> SELECTED EXCERPT
● ● ● ●

Hannah Murfet (MCQI,CQP, BSc, DipQ) - Product Quality Manager, Horizon Discovery
Martin Kristensson (MSc) - Director of Sales & Project Manager, Visiopharm
(JW): Hannah Murfet, our Product Quality Manager here at Horizon will be presenting on the Blueprint to Bluesky proposal and is a medical biochemist turned quality professional with a strong interest in the quality and regulatory framework. And our other presenter I’m very pleased to announce is Visiopharm’s Martin Kristensson Director of Sales and Project Manager at Visiopharm which many of you may well know. Martin has a strong interest in digital pathology and continuously supports clinical laboratories in the transition to digital pathology. So without further ado I’d like to pass you over to the first presenter of the day, Hannah Murfet.
HM: Thank you Joe. Hi everyone, it’s a pleasure to be presenting this webinar today. This webinar will cover recent development, tools and research in the field of immunohistochemistry. Much of what I will explore will be based on the FDA-AACR-ASCO public workshop, as well as developments within Horizon Diagnostics.
So to begin with, my first slide covers the impact of biomarkers. In the 1990’s, the framework for companion diagnostics was very much one drug one assay paradigm, with around 5% drugs being based on a targeted therapy. As we move into the 2013, we can see that it’s moved to more of a 45% targeted therapy with multiple drug and multiple assays. If we look back to the 1990’s, it was one drug, one disease indication, one test and one allele. For example, Abbot break apart FISH probe for the drug cruzotanib. As we now move into the present time, we move into the EGFR with two different assays – we have the Roche Covax and the Qiagen therascreen, each with their own individual drug indications.
So new biomarkers are clearly increasing in complexity. There are different tumour indications and different combinations of influencing biomarkers. There are different IHC antibody clones available with different staining protocols and different platforms, different clinical decision points and different assessment methods. There are also challenges in the nature of the assessment – so there are challenges tainted by the limitations by IHC precision and challenges by limited biopsy tissue, particularly small cell lung cancer.
So these challenges exist within the clinical pipeline. And there are several opportunities here where new tools and technologies can assist laboratories with development and routine monitoring by internal controls. If we look to the beginning of the slide here, in research and development, be that assay development, sample screening, patient stratification, the challenges in the availability of clinical samples. Raiding the tissue archives presents many difficulties especially for those rare variants.
If we move into the second part of this slide, clinical studies - the different phases of clinical trials, the CLIA evaluations , patient stratification, these all present new clinical challenges. So in clinical trials you have multiple partners, multiple geographies and these can lead to drift in assay performance. Outsourcing to clinical resourcing organisations can make managing variation much more difficult. There is also unnecessary and sustained variability that can affect study performance.
And then the final part on market and companion diagnostics and proficiency testing. There are a number of other challenges, here such as manual evaluation methods leading to the potential of variation. New drugs rely on successful and effective adoption of diagnostics to ensure their reimbursement. And following proficiency testing ensuring that standardisation and accuracy of diagnostic testing are met.

● ● ● ●

> SUPPLIED DATA
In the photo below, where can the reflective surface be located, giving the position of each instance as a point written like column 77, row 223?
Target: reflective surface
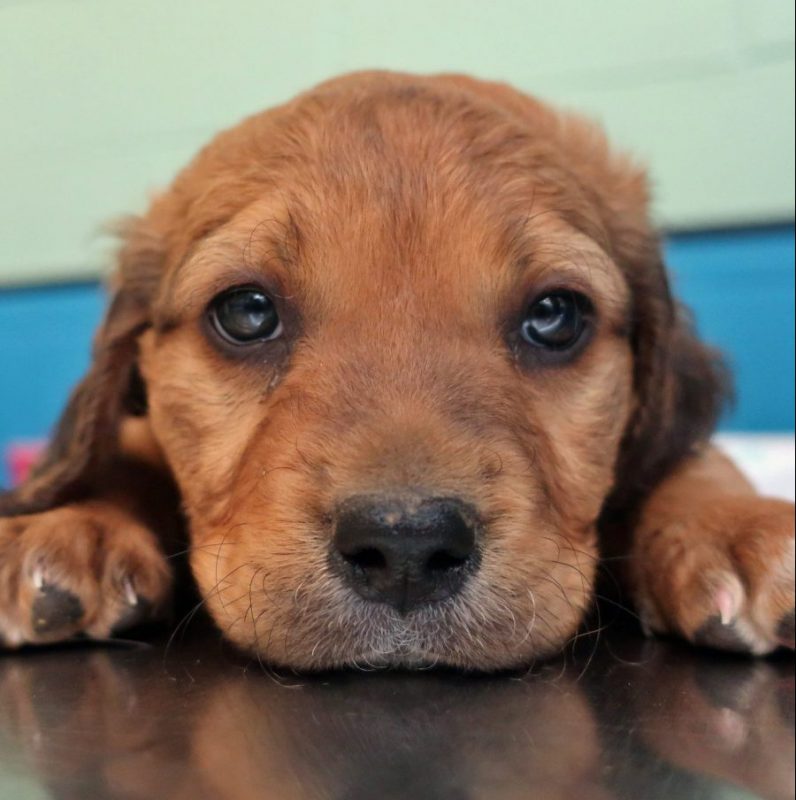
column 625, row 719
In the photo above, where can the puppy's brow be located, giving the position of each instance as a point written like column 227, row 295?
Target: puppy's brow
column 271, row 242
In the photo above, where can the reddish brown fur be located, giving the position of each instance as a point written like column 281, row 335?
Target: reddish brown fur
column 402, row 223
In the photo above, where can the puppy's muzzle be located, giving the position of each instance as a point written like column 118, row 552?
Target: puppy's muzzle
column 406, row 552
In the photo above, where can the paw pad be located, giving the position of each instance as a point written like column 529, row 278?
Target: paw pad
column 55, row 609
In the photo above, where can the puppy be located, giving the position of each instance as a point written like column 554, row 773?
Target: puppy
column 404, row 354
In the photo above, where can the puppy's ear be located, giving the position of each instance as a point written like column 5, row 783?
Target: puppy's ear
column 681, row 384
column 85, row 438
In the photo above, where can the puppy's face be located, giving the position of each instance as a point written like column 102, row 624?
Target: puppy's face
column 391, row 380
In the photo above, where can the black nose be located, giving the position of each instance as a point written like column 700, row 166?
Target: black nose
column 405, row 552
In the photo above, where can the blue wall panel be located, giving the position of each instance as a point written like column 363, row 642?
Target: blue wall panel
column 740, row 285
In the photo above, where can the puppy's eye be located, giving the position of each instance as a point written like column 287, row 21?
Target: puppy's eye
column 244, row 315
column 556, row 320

● ● ● ●

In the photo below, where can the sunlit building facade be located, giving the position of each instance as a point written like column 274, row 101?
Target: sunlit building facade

● ● ● ●

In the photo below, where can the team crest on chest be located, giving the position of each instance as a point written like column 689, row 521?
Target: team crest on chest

● ● ● ●

> PROBLEM 1
According to the webinar transcript, roughly what share of drugs were based on a targeted therapy in the 1990s?
> PROBLEM 2
Reproduce the webinar transcript word for word, beginning at the words "Hannah Murfet (MCQI,CQP, BSc, DipQ)" and stopping after "day, Hannah Murfet.".

> TASK SOLUTION 1
Around 5%.

> TASK SOLUTION 2
Hannah Murfet (MCQI,CQP, BSc, DipQ) - Product Quality Manager, Horizon Discovery
Martin Kristensson (MSc) - Director of Sales & Project Manager, Visiopharm
(JW): Hannah Murfet, our Product Quality Manager here at Horizon will be presenting on the Blueprint to Bluesky proposal and is a medical biochemist turned quality professional with a strong interest in the quality and regulatory framework. And our other presenter I’m very pleased to announce is Visiopharm’s Martin Kristensson Director of Sales and Project Manager at Visiopharm which many of you may well know. Martin has a strong interest in digital pathology and continuously supports clinical laboratories in the transition to digital pathology. So without further ado I’d like to pass you over to the first presenter of the day, Hannah Murfet.